**Data listing:**
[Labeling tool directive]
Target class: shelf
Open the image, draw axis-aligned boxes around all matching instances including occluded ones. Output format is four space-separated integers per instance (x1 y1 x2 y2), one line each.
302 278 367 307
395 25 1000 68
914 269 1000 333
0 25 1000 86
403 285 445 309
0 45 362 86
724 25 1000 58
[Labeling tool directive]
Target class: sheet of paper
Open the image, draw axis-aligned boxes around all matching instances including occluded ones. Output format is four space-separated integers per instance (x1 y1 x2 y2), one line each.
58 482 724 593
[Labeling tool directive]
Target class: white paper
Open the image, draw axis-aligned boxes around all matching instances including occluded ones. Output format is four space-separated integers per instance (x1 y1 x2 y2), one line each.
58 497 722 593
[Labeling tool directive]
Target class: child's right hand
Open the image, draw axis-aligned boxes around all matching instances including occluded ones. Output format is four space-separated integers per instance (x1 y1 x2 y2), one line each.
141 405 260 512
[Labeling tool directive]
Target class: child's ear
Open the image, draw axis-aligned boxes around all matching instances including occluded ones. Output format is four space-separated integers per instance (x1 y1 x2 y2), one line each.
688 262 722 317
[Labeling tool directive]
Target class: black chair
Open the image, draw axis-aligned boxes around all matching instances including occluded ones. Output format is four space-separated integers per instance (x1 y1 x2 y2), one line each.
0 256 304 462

--

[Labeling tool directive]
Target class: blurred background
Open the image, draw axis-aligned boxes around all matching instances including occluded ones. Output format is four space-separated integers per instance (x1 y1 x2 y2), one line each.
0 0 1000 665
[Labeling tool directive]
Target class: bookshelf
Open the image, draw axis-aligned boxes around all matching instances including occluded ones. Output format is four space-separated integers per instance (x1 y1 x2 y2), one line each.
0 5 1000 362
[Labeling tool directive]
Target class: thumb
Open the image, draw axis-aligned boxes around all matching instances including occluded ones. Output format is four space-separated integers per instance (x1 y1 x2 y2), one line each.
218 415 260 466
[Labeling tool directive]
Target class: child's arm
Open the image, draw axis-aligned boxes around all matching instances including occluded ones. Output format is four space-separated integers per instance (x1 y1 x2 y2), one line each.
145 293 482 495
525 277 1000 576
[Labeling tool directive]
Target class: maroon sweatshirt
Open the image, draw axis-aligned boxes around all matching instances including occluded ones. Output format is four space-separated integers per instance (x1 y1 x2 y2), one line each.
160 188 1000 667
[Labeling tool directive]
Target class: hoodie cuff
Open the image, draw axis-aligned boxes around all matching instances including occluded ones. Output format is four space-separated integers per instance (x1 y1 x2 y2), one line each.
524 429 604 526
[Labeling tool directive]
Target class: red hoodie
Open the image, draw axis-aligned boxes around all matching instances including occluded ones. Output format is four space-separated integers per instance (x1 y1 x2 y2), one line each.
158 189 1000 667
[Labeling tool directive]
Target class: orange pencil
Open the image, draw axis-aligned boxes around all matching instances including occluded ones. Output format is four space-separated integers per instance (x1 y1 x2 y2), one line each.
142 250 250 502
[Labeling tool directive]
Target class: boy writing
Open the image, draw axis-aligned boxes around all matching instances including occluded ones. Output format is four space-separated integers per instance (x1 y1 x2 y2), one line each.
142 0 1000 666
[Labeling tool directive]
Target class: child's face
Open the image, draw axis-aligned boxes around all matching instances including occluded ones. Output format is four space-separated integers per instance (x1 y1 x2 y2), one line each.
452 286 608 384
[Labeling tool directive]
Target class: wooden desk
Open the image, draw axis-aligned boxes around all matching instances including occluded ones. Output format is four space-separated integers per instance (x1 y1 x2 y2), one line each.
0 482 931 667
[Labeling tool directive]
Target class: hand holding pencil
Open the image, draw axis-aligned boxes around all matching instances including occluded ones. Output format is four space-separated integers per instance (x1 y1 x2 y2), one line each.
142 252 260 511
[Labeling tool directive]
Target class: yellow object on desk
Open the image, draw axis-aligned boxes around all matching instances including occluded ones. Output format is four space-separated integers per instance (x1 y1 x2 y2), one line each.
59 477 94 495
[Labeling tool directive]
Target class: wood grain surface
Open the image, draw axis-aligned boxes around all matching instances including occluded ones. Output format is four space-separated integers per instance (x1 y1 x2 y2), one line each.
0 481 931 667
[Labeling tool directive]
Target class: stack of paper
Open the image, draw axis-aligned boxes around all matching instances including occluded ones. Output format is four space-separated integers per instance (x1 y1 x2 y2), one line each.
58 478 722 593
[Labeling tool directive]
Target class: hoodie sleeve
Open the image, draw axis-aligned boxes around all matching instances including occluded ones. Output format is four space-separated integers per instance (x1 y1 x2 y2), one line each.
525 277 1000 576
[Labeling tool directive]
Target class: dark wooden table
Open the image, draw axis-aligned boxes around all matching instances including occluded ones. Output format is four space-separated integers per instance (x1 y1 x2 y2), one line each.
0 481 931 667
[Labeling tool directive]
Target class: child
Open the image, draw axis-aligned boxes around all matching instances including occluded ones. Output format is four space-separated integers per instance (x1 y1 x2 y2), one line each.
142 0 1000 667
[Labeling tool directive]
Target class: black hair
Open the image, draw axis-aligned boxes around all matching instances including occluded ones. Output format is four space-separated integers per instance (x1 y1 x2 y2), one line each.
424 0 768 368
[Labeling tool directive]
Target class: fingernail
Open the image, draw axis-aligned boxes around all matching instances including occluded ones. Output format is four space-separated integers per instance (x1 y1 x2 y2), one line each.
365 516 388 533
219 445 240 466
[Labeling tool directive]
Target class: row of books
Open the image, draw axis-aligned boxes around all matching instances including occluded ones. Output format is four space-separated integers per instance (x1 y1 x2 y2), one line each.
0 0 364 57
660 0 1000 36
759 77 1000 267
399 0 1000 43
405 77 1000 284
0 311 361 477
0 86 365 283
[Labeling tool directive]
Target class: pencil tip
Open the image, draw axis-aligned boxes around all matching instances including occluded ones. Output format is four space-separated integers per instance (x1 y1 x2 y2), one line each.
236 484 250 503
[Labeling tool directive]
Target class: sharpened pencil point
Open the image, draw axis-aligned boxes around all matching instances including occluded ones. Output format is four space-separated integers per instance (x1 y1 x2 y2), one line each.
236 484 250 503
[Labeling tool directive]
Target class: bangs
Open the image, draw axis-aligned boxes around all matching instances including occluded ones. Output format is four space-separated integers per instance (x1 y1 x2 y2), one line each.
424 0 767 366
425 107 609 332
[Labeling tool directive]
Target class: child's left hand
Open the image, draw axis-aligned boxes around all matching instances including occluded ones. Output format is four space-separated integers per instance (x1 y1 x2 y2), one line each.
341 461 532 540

**Stated task:**
Pull out every line of the records above that contains the string "desk", and copy each one in full.

**The solution:**
Target class: wooden desk
Target class: yellow object on desk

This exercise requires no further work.